> _PROMPT_
Pick out every line of the material below that contains the word "bumper", and copy each one in full.

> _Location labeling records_

** START **

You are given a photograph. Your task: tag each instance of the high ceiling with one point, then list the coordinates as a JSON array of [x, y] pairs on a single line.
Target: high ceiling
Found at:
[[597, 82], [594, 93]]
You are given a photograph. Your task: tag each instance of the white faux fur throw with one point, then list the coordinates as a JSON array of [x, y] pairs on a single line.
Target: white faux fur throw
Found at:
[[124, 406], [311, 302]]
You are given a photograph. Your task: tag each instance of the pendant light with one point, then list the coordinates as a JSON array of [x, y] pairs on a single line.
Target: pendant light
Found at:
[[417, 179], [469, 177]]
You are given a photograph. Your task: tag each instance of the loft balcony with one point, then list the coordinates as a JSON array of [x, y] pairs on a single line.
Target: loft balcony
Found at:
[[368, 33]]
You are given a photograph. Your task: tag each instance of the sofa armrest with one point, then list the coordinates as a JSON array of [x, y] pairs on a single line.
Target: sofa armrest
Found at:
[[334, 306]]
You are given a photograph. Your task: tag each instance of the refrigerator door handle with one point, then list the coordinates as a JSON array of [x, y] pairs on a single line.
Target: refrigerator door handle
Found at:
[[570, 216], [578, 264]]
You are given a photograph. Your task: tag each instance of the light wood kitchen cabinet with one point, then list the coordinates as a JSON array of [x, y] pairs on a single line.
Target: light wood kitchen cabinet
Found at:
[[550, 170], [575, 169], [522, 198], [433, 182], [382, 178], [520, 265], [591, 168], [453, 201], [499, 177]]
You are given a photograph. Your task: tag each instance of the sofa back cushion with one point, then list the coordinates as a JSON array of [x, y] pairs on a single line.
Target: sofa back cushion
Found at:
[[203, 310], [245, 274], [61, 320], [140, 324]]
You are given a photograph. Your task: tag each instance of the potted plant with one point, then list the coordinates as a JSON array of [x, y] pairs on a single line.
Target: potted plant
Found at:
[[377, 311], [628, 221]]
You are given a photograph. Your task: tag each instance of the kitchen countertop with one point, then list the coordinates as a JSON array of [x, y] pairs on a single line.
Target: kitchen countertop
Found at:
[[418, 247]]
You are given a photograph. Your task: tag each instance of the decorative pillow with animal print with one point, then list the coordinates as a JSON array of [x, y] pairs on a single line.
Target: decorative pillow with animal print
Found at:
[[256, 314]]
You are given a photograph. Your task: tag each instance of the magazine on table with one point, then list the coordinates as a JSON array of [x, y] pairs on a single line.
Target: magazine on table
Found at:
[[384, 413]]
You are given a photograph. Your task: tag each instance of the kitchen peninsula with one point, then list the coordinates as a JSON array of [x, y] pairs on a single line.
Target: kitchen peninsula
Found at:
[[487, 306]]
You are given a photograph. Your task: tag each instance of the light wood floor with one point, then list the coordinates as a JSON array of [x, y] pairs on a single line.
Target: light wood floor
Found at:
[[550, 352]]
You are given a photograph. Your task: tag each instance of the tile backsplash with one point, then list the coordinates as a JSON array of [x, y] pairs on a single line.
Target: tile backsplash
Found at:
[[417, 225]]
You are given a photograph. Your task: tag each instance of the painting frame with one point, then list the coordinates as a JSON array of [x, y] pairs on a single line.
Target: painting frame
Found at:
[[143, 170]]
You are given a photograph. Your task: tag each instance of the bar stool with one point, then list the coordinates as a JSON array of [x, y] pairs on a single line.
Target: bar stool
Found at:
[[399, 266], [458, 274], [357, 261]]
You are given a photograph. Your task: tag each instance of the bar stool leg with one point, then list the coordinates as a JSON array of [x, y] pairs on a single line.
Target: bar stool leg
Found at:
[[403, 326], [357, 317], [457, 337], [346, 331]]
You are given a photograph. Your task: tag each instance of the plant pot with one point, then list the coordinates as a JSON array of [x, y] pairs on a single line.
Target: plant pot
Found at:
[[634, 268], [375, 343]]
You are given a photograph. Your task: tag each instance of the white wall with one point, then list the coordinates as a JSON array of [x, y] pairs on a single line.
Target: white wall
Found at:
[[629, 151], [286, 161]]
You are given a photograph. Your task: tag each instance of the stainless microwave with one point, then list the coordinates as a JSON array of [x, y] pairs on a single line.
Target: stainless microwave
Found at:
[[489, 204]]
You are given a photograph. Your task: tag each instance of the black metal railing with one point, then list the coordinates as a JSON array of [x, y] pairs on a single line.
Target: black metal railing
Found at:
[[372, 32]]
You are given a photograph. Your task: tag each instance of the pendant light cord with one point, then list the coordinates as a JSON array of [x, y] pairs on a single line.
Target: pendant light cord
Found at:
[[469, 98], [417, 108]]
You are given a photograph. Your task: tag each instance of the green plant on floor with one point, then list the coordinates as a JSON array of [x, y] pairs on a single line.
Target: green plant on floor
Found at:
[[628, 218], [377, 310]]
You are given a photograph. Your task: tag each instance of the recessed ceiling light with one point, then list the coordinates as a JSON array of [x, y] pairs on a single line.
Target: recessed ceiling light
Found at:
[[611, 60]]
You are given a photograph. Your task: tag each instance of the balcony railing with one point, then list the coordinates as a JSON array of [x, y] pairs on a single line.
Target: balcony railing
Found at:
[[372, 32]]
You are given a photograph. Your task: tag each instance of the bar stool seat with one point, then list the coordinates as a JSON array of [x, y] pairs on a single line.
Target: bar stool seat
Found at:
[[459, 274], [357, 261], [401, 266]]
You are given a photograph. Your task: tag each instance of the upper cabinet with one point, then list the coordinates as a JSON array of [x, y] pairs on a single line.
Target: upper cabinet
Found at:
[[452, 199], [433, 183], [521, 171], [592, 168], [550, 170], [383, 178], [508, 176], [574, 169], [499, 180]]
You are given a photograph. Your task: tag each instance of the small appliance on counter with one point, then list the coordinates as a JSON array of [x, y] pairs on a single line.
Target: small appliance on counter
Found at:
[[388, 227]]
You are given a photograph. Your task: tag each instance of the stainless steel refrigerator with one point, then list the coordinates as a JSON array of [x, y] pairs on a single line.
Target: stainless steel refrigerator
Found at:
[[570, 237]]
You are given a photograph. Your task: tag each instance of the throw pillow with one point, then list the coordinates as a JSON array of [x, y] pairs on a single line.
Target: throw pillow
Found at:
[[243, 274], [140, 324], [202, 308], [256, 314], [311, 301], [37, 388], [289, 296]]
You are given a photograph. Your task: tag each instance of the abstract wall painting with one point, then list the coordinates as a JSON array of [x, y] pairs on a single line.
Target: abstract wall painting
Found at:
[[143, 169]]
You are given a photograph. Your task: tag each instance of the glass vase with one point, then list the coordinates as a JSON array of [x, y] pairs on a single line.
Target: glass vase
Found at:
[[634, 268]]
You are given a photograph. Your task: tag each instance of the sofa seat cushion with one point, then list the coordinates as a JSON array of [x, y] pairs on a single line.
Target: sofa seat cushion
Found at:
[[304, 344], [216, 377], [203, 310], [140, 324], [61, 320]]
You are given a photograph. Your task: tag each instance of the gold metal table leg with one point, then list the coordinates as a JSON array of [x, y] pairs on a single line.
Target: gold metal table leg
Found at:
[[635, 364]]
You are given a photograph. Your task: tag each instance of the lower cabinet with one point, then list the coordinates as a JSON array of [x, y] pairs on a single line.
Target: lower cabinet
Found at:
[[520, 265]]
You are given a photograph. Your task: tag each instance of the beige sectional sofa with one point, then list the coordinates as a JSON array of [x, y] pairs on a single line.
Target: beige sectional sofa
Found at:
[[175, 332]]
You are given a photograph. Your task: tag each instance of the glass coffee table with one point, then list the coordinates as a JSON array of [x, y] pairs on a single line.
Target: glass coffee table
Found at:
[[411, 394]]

** END **
** START **

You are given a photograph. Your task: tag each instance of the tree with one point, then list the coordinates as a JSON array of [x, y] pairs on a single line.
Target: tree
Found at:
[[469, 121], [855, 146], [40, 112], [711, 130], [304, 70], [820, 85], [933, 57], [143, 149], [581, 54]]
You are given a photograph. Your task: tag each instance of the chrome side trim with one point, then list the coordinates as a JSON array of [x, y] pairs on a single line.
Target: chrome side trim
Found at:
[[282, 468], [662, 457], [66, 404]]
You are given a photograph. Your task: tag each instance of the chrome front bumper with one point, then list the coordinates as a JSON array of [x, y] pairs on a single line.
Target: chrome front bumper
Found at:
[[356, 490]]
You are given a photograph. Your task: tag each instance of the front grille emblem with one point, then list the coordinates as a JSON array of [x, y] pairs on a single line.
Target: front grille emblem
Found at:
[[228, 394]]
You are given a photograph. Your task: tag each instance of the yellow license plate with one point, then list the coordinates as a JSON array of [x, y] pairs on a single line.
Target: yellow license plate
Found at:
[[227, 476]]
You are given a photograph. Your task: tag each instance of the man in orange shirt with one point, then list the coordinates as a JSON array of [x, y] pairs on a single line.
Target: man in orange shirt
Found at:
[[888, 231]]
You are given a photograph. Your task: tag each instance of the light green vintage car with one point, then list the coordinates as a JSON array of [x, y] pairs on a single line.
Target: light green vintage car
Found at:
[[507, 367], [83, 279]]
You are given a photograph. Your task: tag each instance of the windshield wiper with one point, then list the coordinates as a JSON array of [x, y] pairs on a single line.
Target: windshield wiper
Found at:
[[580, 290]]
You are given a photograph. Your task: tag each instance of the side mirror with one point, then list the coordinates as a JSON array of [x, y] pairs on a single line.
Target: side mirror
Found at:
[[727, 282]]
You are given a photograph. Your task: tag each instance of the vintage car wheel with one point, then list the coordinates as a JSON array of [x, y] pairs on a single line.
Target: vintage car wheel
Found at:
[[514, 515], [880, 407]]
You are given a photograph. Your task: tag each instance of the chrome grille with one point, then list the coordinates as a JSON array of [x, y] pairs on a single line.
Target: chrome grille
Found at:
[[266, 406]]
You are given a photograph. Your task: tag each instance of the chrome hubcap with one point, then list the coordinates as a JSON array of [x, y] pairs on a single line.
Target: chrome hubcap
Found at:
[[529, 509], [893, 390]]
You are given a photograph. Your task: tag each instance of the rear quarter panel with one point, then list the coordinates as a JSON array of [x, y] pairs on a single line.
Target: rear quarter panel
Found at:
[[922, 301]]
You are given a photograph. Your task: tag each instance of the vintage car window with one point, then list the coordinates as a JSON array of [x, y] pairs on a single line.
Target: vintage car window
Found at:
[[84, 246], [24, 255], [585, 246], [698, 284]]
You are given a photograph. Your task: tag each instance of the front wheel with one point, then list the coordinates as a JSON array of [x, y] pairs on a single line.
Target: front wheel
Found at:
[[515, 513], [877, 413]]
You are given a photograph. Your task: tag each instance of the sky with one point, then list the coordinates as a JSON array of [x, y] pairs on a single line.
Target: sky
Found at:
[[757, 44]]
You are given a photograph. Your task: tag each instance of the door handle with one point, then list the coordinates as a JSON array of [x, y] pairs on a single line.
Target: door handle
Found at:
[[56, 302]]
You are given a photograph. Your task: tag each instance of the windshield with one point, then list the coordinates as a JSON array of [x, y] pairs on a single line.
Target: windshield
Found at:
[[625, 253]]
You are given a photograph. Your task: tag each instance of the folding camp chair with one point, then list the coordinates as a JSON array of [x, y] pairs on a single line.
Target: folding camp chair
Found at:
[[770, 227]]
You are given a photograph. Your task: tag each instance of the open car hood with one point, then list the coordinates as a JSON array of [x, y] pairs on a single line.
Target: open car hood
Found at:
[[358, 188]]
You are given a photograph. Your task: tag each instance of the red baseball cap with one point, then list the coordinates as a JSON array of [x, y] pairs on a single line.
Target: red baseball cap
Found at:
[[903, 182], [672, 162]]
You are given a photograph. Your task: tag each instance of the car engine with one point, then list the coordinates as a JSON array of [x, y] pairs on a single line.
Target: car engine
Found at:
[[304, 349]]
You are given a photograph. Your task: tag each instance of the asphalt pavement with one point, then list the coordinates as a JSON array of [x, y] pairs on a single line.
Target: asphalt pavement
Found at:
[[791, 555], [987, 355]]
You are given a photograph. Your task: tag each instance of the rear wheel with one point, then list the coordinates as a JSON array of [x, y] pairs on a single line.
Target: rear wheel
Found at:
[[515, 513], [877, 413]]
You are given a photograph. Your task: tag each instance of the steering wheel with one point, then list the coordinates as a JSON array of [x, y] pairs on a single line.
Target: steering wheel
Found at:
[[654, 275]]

** END **
** START **

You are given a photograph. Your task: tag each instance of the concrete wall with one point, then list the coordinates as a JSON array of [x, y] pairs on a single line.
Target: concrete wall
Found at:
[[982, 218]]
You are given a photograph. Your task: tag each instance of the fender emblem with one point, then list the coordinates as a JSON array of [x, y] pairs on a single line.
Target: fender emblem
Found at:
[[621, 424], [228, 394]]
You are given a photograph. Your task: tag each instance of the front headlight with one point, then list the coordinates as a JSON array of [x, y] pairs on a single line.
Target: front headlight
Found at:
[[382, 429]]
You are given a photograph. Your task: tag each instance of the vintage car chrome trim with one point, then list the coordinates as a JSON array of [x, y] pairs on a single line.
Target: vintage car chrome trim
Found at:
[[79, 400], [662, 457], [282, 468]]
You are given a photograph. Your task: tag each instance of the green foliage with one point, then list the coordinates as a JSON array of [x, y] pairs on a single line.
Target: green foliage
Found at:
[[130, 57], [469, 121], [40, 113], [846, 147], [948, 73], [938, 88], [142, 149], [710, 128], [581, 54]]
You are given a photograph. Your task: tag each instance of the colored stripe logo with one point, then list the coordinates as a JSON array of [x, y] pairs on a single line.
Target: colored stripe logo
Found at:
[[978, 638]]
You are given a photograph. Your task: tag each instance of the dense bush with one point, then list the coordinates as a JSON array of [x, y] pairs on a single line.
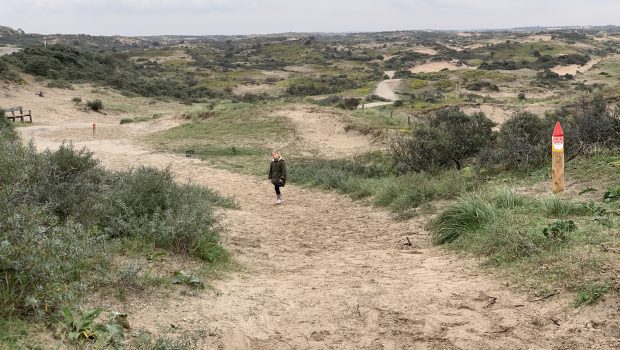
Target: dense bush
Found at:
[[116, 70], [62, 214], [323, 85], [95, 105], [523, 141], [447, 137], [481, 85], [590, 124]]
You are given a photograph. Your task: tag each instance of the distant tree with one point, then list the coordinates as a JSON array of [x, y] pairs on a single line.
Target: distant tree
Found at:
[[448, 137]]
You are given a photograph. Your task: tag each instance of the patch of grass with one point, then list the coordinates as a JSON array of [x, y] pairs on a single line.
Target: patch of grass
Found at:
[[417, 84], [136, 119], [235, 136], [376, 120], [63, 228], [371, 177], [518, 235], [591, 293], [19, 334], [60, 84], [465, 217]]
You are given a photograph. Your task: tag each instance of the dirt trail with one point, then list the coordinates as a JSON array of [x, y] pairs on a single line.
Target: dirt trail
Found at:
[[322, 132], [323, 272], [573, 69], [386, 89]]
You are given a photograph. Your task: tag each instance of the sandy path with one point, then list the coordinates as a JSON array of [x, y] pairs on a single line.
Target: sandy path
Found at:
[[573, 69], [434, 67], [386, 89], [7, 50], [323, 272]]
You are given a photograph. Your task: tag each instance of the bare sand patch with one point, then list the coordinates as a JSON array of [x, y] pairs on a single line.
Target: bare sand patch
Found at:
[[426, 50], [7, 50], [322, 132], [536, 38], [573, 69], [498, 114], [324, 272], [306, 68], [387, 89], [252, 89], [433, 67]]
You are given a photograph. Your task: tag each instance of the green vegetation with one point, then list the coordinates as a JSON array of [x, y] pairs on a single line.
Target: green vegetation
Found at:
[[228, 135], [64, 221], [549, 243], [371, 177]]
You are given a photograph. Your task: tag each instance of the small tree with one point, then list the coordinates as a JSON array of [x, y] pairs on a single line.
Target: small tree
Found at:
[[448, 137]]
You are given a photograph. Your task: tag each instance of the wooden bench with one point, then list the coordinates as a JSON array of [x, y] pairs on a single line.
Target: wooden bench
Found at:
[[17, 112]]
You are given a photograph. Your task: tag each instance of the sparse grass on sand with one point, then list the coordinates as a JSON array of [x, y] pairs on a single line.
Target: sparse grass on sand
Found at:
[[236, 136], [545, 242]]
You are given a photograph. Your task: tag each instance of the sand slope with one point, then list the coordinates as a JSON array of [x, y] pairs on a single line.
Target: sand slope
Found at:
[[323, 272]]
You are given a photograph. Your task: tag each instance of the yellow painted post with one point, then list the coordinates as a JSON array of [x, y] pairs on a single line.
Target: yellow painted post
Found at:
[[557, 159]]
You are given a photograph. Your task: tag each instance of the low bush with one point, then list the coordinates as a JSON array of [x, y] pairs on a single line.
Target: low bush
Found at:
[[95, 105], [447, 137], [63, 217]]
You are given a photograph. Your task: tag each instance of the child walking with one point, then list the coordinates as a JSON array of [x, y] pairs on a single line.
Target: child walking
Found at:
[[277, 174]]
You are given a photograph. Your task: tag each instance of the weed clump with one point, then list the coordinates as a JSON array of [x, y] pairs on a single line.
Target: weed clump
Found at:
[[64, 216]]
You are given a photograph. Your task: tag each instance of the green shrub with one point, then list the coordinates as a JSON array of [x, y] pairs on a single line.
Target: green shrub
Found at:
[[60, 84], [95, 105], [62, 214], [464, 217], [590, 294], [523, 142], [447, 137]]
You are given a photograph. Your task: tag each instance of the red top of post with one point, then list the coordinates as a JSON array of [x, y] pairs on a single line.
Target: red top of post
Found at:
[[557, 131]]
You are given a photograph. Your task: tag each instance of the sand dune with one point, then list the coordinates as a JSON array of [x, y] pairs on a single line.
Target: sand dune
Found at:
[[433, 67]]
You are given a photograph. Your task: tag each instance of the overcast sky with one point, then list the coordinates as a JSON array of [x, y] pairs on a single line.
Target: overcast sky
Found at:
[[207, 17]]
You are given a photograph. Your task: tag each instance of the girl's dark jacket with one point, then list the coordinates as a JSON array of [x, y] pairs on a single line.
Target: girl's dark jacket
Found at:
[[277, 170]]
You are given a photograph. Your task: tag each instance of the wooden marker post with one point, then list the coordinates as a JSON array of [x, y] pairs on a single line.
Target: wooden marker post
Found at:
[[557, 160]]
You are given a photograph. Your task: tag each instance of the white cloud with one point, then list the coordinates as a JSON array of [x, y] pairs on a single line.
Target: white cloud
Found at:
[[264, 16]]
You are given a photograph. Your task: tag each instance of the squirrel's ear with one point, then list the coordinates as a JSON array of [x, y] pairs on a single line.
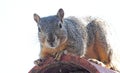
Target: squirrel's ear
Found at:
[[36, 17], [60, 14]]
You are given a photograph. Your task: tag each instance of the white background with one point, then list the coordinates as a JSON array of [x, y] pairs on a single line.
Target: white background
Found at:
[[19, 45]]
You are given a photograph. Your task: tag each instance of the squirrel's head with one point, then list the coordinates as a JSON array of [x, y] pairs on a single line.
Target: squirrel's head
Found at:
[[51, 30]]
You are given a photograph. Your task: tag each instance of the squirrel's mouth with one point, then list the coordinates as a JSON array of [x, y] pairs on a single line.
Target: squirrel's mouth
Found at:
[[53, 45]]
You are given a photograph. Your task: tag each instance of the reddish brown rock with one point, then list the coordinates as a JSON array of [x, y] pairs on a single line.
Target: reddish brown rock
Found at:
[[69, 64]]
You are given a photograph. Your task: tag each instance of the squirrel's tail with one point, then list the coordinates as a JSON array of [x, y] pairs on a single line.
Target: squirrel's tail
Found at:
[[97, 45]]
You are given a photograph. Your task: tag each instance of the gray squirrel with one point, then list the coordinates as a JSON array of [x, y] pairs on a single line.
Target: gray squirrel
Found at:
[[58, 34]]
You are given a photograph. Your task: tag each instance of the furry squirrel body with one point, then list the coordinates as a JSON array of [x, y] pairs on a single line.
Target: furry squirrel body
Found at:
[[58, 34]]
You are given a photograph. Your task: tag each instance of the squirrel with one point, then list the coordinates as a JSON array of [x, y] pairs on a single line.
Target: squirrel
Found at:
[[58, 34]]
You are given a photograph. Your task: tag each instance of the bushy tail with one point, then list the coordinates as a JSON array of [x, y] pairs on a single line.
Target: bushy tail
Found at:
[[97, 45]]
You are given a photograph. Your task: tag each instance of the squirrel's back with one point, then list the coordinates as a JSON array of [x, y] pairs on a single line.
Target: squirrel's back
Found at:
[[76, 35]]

** END **

> _THE COMPLETED TASK_
You are given a photograph. Your task: tag each instance of the chrome front bumper with one point, then list the coordinates as a JSON array of [x, y] pairs on a single line.
Target: chrome front bumper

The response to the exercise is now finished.